▶ **Supplied entries**:
—————
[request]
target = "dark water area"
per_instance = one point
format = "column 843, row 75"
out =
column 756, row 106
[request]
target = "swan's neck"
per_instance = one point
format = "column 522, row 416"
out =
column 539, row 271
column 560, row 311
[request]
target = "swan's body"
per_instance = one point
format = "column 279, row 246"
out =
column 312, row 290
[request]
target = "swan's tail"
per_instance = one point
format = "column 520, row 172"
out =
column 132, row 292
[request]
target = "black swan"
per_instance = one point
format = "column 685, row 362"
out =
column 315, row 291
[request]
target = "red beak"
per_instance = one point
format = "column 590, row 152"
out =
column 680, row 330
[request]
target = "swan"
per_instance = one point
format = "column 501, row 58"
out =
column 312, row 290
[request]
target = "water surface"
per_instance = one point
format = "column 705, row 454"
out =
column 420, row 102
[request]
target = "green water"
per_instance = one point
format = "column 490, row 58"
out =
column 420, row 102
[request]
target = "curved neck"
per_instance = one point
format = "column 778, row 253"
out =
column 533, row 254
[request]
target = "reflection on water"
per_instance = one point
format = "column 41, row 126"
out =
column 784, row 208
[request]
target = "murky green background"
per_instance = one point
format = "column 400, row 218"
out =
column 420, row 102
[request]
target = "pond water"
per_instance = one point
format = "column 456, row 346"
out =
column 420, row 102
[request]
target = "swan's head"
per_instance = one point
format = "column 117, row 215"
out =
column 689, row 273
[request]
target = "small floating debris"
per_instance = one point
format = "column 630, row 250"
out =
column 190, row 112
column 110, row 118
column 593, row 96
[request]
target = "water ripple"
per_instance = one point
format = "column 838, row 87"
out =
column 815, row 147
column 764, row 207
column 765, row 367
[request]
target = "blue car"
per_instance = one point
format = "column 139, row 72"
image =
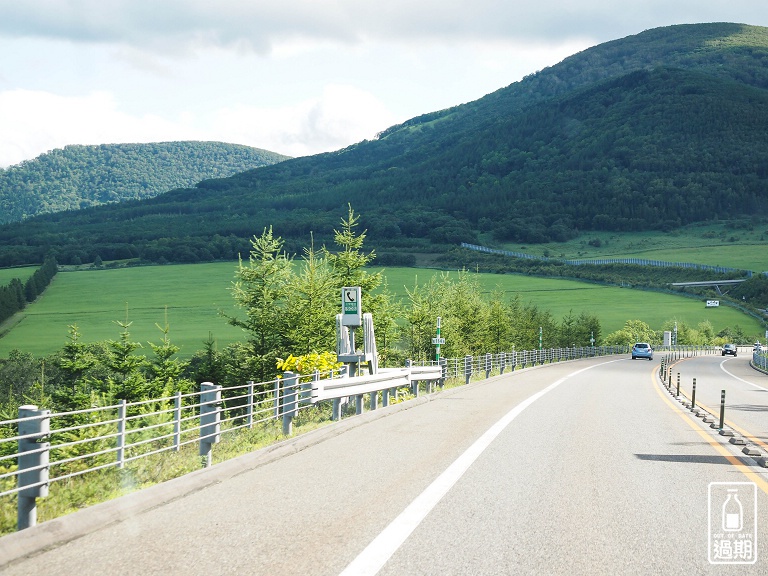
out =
column 642, row 350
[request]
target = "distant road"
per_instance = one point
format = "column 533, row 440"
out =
column 583, row 467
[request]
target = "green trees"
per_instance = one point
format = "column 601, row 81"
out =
column 472, row 323
column 261, row 289
column 290, row 307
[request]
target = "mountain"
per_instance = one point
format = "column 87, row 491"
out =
column 81, row 176
column 650, row 132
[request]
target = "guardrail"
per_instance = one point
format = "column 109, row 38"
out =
column 760, row 361
column 58, row 447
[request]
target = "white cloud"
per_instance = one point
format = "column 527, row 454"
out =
column 36, row 122
column 292, row 76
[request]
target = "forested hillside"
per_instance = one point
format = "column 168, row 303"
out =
column 651, row 132
column 81, row 176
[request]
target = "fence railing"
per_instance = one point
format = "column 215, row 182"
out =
column 599, row 261
column 760, row 360
column 40, row 448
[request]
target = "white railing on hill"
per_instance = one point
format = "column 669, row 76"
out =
column 599, row 261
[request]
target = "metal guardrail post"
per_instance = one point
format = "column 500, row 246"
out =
column 443, row 372
column 210, row 419
column 722, row 409
column 467, row 369
column 121, row 434
column 249, row 405
column 33, row 459
column 693, row 395
column 290, row 395
column 277, row 398
column 177, row 422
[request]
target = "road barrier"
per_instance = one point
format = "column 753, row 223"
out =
column 56, row 447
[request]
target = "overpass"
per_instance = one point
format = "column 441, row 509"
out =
column 708, row 283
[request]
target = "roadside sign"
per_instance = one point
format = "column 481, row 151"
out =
column 351, row 309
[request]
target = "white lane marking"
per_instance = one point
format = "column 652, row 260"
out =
column 376, row 554
column 740, row 379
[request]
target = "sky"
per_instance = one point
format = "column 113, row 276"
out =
column 296, row 77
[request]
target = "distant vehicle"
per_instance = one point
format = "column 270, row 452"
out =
column 642, row 350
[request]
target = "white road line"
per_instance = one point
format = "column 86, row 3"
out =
column 376, row 554
column 740, row 379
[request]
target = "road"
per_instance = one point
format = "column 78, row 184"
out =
column 585, row 467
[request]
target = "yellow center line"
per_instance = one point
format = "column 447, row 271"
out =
column 740, row 466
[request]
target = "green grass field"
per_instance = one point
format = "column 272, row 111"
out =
column 192, row 296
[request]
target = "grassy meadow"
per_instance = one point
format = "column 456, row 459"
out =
column 189, row 297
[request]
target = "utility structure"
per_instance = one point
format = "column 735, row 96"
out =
column 437, row 341
column 347, row 323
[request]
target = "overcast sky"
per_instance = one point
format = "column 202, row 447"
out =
column 292, row 76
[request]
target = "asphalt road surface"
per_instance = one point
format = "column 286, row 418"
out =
column 584, row 467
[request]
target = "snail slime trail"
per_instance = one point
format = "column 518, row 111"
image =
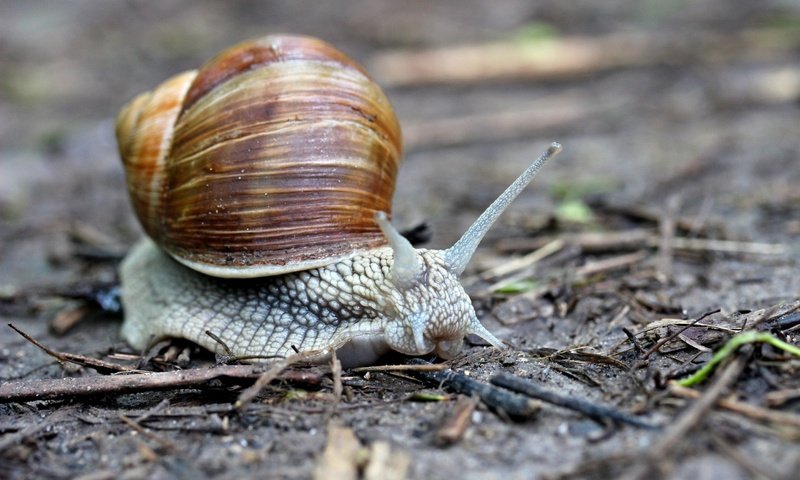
—————
▶ **What is expected**: Leaving out the pictures, print every record exactly as written.

▶ **Response to this task**:
[request]
target = "dark water area"
per_instance = one point
format = "column 843, row 75"
out =
column 756, row 106
[request]
target = "swan's neck"
per_instance = one point
format = "column 522, row 416"
out =
column 539, row 271
column 560, row 311
[request]
target = "swan's body"
per_instance = one point
format = "column 279, row 246"
out =
column 312, row 290
[request]
target = "swan's tail"
per_instance = one point
format = "column 520, row 172"
out =
column 132, row 292
[request]
target = "black swan"
per_instance = one point
format = "column 685, row 362"
out =
column 315, row 291
[request]
target = "red beak"
per_instance = one point
format = "column 590, row 152"
out =
column 680, row 330
[request]
target = "swan"
per_instance = one point
format = "column 501, row 58"
out =
column 312, row 290
[request]
target = "water surface"
per_instance = one point
format = "column 705, row 454"
out =
column 420, row 102
[request]
target = "green water"
per_instance = one point
format = "column 490, row 58"
out =
column 420, row 102
[request]
target = "curved neck"
per_instance = one point
format = "column 778, row 253"
out =
column 533, row 254
[request]
target = "reflection on water"
per_instance = one point
format = "column 41, row 126"
out =
column 784, row 208
[request]
target = "murky green background"
per_instance = one point
format = "column 400, row 218"
out =
column 420, row 102
[request]
target = "pond water"
per_instance = one point
format = "column 456, row 346"
out =
column 420, row 102
[request]
target = "swan's head"
per_instance = one point
format = "column 117, row 215"
out =
column 689, row 273
[request]
target = "small floating debris"
per_instance = one point
format = "column 630, row 250"
out =
column 190, row 112
column 110, row 118
column 593, row 96
[request]
target = "water ripple"
per_instance = one point
format = "column 838, row 87"
out =
column 815, row 147
column 764, row 207
column 765, row 367
[request]
target = "blue car"
per_instance = one point
format = "column 139, row 72"
image =
out =
column 642, row 350
[request]
target = "distant road"
per_instance = one point
format = "column 533, row 440"
out =
column 583, row 467
[request]
target = "green trees"
per_instance = one point
format = "column 601, row 81"
out =
column 472, row 323
column 261, row 289
column 290, row 307
[request]
target = "mountain"
per_instance = one point
format = "column 87, row 491"
out =
column 81, row 176
column 650, row 132
[request]
target = "guardrail"
per_instance = one point
format = "column 109, row 38"
out =
column 760, row 361
column 58, row 447
[request]
target = "white cloud"
per_instance = one point
format = "column 527, row 454"
out =
column 36, row 122
column 292, row 76
[request]
target = "forested hillside"
per_instance = one point
format = "column 168, row 303"
out =
column 651, row 132
column 81, row 176
[request]
target = "fence railing"
per_instance = one point
format = "column 215, row 182"
out =
column 599, row 261
column 760, row 360
column 40, row 448
[request]
target = "white railing on hill"
per_instance = one point
format = "column 669, row 76"
out =
column 599, row 261
[request]
target = "metal guardrail post"
per_instance = one point
format = "column 500, row 246"
out =
column 443, row 372
column 210, row 419
column 722, row 409
column 467, row 369
column 121, row 434
column 249, row 405
column 33, row 459
column 693, row 395
column 290, row 395
column 277, row 398
column 177, row 422
[request]
target = "road barrier"
per_instance = one point
format = "column 753, row 223"
out =
column 56, row 447
[request]
target = "overpass"
per_instance = one point
format = "column 441, row 509"
out =
column 708, row 283
[request]
target = "roadside sign"
per_instance = one point
format = "column 481, row 151"
out =
column 351, row 309
[request]
target = "white lane marking"
per_instance = one point
format = "column 652, row 260"
out =
column 376, row 554
column 740, row 379
[request]
target = "sky"
per_instance = one point
format = "column 113, row 276"
out =
column 296, row 77
[request]
target = "distant vehicle"
per_instance = one point
format = "column 270, row 452"
out =
column 642, row 350
[request]
target = "white road line"
per_instance = one point
format = "column 86, row 3"
out =
column 376, row 554
column 740, row 379
[request]
target = "road"
per_instance = one point
format = "column 78, row 184"
out =
column 585, row 467
[request]
target = "yellow center line"
per_instance = one point
format = "column 447, row 271"
out =
column 740, row 466
[request]
target = "green grass field"
per_instance = one point
format = "column 272, row 111"
out =
column 192, row 296
[request]
target = "grassy meadow"
per_instance = one point
format = "column 456, row 459"
out =
column 189, row 297
[request]
target = "utility structure"
per_instance = one point
format = "column 735, row 96"
out =
column 437, row 341
column 347, row 323
[request]
target = "overcast sky"
per_instance = one point
format = "column 202, row 447"
out =
column 292, row 76
[request]
target = "asphalt road surface"
per_instance = one point
format = "column 286, row 418"
out =
column 584, row 467
[request]
target = "snail slime trail"
per_instance = one point
format = "column 518, row 111"
image =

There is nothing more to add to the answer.